──────── Given records ────────
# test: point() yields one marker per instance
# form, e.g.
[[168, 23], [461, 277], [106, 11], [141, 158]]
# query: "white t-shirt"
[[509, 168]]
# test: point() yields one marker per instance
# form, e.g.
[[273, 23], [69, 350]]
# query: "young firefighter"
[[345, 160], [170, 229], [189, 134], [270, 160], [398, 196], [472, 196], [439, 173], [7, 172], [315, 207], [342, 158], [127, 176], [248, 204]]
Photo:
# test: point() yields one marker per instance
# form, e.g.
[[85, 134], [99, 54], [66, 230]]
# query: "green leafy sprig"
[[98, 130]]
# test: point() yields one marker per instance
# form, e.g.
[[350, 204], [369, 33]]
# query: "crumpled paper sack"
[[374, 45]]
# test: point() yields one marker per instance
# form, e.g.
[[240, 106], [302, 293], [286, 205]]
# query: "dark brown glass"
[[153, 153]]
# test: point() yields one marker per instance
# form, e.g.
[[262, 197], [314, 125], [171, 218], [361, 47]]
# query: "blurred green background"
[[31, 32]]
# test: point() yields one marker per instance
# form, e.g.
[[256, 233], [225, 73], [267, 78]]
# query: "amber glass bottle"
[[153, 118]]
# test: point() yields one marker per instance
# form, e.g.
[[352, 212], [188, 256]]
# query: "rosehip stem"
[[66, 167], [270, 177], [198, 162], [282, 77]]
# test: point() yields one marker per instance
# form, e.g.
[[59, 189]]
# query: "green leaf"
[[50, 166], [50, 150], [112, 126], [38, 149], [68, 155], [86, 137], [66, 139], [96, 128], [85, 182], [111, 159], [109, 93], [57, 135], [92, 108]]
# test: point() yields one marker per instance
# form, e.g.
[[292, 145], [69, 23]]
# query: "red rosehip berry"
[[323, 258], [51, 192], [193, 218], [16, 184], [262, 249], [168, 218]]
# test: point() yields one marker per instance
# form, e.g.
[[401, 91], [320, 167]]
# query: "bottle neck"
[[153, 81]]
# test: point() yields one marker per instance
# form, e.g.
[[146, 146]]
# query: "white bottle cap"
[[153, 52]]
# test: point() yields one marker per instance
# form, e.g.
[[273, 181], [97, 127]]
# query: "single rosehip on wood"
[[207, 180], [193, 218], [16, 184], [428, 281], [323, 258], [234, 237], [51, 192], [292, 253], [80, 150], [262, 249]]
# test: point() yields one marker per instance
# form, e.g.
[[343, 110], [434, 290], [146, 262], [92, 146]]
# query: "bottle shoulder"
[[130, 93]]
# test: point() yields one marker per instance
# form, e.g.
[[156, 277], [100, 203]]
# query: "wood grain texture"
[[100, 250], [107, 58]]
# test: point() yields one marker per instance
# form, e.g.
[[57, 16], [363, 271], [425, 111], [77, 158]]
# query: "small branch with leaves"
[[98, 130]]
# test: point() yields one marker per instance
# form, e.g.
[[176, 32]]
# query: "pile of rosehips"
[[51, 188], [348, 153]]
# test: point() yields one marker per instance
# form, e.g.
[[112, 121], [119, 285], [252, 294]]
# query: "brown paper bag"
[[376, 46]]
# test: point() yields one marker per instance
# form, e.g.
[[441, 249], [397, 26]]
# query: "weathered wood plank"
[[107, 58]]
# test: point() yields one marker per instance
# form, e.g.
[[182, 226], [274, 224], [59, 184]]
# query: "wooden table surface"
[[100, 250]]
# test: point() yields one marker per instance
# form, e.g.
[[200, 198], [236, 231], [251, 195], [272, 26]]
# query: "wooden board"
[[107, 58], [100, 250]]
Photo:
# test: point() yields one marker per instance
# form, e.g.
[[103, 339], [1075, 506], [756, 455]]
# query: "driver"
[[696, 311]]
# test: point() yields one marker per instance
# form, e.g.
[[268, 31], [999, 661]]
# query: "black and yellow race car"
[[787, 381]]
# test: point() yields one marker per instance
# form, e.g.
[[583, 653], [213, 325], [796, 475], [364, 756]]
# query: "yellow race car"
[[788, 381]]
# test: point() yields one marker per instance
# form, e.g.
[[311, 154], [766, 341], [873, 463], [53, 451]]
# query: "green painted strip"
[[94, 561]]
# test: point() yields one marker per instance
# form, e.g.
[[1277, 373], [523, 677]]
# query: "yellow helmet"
────────
Extract the lines from the first one through the line containing "[[509, 168]]", including both, and copy them out exactly.

* _Response to this exercise_
# test: point() yields one marker per instance
# form, e.g.
[[168, 23], [461, 277], [106, 11], [141, 158]]
# query: "white t-shirt"
[[509, 168]]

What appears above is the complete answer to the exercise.